[START DATA SHOWN]
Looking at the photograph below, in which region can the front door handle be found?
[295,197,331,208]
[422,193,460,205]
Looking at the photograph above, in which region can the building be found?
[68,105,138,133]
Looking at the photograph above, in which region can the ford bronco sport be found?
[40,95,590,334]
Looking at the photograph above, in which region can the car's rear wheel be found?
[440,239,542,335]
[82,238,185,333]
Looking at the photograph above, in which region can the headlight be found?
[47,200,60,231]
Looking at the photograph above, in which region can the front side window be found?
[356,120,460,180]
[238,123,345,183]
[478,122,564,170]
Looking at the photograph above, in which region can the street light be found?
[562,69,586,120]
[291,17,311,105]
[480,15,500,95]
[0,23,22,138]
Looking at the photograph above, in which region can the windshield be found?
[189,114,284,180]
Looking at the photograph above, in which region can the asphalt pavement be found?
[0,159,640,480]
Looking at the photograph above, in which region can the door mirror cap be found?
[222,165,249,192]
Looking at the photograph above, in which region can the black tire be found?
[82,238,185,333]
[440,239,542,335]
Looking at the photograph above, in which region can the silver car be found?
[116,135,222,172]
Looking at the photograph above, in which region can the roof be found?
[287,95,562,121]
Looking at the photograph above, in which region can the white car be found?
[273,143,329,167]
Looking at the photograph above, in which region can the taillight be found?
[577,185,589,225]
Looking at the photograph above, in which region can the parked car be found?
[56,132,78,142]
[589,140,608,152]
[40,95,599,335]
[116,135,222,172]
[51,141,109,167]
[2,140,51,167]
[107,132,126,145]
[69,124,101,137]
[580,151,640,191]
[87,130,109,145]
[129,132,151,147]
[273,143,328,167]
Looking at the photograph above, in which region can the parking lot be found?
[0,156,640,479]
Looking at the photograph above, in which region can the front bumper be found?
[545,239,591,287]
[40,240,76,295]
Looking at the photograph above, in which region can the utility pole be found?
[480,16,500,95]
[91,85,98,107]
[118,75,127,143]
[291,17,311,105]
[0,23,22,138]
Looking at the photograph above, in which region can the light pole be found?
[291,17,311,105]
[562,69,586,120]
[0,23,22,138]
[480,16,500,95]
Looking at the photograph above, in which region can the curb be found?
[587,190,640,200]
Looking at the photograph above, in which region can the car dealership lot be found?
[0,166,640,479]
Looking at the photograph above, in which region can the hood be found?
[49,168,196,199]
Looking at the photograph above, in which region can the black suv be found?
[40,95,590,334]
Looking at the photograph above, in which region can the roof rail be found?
[END DATA SHOWN]
EXERCISE TASK - Copy all of the material word for word.

WRITTEN ANSWER -
Looking at the photograph below, in which region can the front door handle be found?
[295,197,331,208]
[422,193,460,205]
Looking at the photograph above, in which region can the building be found?
[68,105,138,133]
Looking at the photograph above, in which region can the ford bronco sport be found?
[40,95,590,334]
Looking at the photograph above, in which region can the car's rear wheel be found?
[440,239,542,335]
[82,238,185,333]
Looking at the photograph above, in which region can the headlight be found?
[47,200,60,231]
Looking at the photograph above, in which region can the front side window be found?
[356,120,460,180]
[238,123,345,183]
[478,122,564,170]
Looking at the photograph above, in which region can the street light be found?
[562,69,586,120]
[291,17,311,105]
[480,15,500,95]
[0,23,22,138]
Looking at the photograph above, in which region can the windshield be found?
[189,114,284,180]
Looking at the photograph above, in which region can the asphalt pavement be found?
[0,159,640,480]
Looking at the photograph above, in which region can the door mirror cap be found?
[222,165,249,192]
Looking at the photograph above, in which region can the black tire be found?
[82,238,185,333]
[440,239,542,335]
Looking at the photograph above, in which region can the silver car be found?
[116,135,222,172]
Looking at the photograph above, in which region can the roof be found?
[287,95,562,121]
Looking at the photograph above, in which region can the white car be found?
[273,143,329,167]
Looking at the photograph above, in which region can the taillight be found?
[577,185,589,225]
Looking at the photograph above, in which region can the parked car be found?
[56,132,78,142]
[589,140,608,152]
[40,95,599,335]
[116,135,222,172]
[51,141,109,167]
[2,140,51,167]
[107,132,126,145]
[69,124,101,137]
[580,151,640,191]
[87,130,109,145]
[129,132,151,147]
[273,143,328,167]
Looking at the photograph above, in which region can the parking lot be found?
[0,156,640,479]
Looking at the photograph above, in which region can the front bumper be found?
[545,239,591,287]
[40,240,76,295]
Looking at the photograph above, in which region can the utility pole be found?
[480,16,500,95]
[91,85,98,107]
[118,75,127,143]
[291,17,311,105]
[0,23,22,138]
Looking at the photograph above, in which region can the light pole be found?
[291,17,311,105]
[562,69,586,120]
[0,23,22,138]
[480,16,500,95]
Looking at the photograph above, in which region can the curb be found?
[587,190,640,200]
Looking at the photograph above, in which region can the car dealership lot be found?
[0,166,640,479]
Looking at the photograph above, in which region can the hood be found?
[49,168,196,199]
Looking at the photograph above, in which region can the black suv be found?
[40,95,590,334]
Looking at the photograph above, in which region can the roof rail be found?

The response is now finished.